## Begin Information given

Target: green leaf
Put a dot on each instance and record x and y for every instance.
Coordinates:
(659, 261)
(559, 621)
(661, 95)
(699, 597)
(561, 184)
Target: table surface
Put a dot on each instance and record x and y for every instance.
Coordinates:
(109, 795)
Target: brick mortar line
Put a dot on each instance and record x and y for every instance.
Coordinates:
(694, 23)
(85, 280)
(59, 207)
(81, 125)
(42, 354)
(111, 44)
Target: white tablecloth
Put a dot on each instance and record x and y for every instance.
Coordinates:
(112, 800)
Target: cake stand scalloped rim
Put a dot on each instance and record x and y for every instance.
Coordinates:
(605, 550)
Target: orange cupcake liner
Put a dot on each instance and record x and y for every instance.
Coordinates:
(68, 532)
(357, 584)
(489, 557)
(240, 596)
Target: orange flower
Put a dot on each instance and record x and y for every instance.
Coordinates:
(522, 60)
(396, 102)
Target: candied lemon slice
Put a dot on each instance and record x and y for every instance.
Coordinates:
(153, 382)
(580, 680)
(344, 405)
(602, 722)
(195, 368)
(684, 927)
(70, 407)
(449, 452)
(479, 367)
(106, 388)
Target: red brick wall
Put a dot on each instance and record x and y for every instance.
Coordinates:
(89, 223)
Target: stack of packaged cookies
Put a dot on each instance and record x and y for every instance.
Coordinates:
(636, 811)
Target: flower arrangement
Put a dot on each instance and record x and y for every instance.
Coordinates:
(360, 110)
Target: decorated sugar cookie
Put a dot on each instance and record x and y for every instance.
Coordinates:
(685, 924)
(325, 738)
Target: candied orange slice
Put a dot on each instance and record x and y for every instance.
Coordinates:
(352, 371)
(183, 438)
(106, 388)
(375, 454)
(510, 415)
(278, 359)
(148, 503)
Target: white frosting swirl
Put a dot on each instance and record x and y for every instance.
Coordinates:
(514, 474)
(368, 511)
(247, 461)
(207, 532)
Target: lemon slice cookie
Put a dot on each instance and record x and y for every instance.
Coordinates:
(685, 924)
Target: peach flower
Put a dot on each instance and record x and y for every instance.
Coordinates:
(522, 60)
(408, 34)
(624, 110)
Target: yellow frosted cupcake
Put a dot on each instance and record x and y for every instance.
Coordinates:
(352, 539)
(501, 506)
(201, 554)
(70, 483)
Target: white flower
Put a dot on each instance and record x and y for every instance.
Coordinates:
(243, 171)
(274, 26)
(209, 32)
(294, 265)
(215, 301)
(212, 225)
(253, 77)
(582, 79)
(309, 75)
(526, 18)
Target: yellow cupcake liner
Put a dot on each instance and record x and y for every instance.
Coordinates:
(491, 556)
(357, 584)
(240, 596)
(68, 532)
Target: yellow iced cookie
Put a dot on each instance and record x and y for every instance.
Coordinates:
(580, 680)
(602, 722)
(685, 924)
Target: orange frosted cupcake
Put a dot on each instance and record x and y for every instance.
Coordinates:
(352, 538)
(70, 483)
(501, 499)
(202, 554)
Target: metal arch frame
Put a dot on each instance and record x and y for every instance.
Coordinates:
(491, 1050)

## End Information given
## Begin Information given

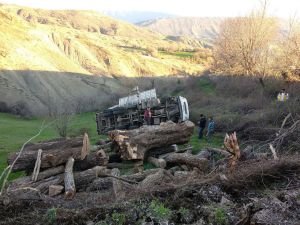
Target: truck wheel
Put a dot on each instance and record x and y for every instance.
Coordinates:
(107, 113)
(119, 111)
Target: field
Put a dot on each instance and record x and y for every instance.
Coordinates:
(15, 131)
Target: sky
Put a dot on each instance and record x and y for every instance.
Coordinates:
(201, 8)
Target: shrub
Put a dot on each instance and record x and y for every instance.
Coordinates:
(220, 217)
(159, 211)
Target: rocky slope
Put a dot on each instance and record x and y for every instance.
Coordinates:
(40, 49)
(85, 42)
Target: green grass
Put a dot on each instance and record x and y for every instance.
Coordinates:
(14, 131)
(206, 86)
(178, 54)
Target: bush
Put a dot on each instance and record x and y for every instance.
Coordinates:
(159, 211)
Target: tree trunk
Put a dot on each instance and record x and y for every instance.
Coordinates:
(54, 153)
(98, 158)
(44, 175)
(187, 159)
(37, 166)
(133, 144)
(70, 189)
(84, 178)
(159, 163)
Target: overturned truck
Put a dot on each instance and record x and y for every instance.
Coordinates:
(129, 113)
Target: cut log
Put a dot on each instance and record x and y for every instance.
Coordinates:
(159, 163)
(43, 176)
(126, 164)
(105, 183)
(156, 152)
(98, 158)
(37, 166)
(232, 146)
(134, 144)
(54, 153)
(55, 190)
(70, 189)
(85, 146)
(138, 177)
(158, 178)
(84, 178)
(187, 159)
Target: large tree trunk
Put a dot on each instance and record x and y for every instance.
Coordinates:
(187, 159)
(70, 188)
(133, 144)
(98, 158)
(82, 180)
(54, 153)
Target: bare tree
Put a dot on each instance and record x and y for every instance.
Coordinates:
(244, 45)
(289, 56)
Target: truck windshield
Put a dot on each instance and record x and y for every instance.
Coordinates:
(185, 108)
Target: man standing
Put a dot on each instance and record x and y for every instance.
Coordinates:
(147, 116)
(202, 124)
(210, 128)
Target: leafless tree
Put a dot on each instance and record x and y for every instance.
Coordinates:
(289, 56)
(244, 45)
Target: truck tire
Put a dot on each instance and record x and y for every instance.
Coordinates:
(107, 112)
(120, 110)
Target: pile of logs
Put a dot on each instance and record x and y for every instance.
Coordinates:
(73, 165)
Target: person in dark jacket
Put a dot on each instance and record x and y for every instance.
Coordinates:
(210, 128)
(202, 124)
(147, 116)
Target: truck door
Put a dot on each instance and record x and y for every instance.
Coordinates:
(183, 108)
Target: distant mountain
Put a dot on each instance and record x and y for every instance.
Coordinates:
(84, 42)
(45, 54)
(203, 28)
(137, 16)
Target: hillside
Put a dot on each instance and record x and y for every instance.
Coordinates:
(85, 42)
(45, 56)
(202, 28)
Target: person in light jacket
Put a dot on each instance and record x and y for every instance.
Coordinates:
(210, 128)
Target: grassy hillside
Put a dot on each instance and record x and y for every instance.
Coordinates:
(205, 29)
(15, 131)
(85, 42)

## End Information given

Given exercise:
Gather every line of the material above that contains the string "trunk".

Exercise result:
Target: tree trunk
Target: large tree trunk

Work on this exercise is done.